Copy down every line of the records below word for word, leaving out the pictures.

[PROVIDED DATA]

********

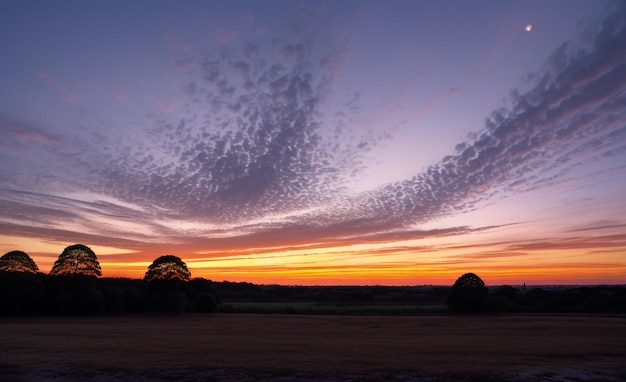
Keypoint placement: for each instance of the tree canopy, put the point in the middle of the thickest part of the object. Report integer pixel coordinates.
(77, 259)
(17, 261)
(468, 295)
(469, 280)
(168, 267)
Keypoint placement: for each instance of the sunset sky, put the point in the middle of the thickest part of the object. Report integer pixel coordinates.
(318, 142)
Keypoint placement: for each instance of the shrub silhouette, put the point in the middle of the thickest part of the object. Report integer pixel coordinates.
(167, 267)
(468, 295)
(17, 261)
(77, 259)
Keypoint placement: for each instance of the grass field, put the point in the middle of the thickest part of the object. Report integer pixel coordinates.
(236, 347)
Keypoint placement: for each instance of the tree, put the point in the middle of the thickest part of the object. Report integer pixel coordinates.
(468, 294)
(167, 267)
(77, 259)
(17, 261)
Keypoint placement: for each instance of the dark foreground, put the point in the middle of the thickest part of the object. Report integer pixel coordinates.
(242, 347)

********

[ANSWER FOR THIS EXERCISE]
Keypoint placement: for each instance of the tree canopy, put the point in the middle of the thickest part of the object. Report integer pixel coordinates.
(77, 259)
(17, 261)
(468, 295)
(469, 280)
(168, 267)
Keypoint placement: for each instance of the sunset sky, put the point in the middle of the thickest part of the object. Report integer pixel coordinates.
(318, 142)
Keypoint placement: for each instance of the shrub silhouette, put the point in the middle of the thickest part of the object. Report integer pixel coordinates.
(167, 267)
(468, 295)
(17, 261)
(77, 259)
Keypoint placement: for each instance of the grass field, put the point in the middle of the thickest part of the object. Report integer pixel coordinates.
(236, 347)
Keypoint placement: for each instance of the tree, put the point in the middle of the thickest part of the object. Report integer pixel coordinates.
(468, 294)
(167, 267)
(77, 259)
(17, 261)
Keypoint placement: for each instance of the dark foreground, put the point in the middle of the thickest part of the object. Report integer pixel coordinates.
(242, 347)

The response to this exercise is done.